--- begin ---

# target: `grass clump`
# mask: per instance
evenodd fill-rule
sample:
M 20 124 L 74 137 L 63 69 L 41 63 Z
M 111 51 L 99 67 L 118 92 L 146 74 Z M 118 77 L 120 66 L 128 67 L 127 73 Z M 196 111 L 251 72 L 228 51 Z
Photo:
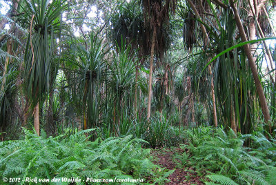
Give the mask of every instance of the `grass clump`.
M 276 144 L 271 136 L 197 128 L 186 132 L 189 145 L 183 164 L 207 175 L 208 184 L 275 184 Z M 247 146 L 245 146 L 246 143 Z M 217 184 L 218 183 L 218 184 Z

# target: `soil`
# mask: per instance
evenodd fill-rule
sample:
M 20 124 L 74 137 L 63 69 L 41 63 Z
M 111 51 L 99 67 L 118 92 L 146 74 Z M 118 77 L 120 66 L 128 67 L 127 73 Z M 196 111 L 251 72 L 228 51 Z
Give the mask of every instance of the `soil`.
M 156 159 L 154 162 L 155 164 L 158 164 L 162 168 L 166 168 L 168 170 L 175 169 L 167 177 L 170 182 L 166 183 L 166 184 L 204 184 L 201 180 L 202 177 L 198 176 L 193 168 L 179 168 L 180 165 L 177 166 L 177 163 L 181 164 L 181 162 L 174 157 L 186 151 L 181 148 L 166 148 L 155 150 L 152 152 L 152 155 Z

--- end ---

Given instruction ▸ Copy the data from its start through the line containing "M 276 144 L", including both ends and every request line. Add 26 to each coordinate in the answers, keep everything else as it is, and leave the pictures out.

Full solution ▸
# target: `grass clump`
# mask: per instance
evenodd fill-rule
sample:
M 20 124 L 74 137 L 63 69 L 41 63 Z
M 111 51 L 99 67 L 118 92 L 146 74 Z M 118 77 L 120 66 L 128 67 L 127 73 Z M 196 111 L 251 72 L 228 51 Z
Photo:
Give the mask of every instance of the `grass clump`.
M 302 170 L 297 162 L 223 154 L 212 158 L 215 171 L 209 190 L 233 201 L 234 210 L 301 210 Z M 273 172 L 271 172 L 272 169 Z M 243 210 L 244 209 L 244 210 Z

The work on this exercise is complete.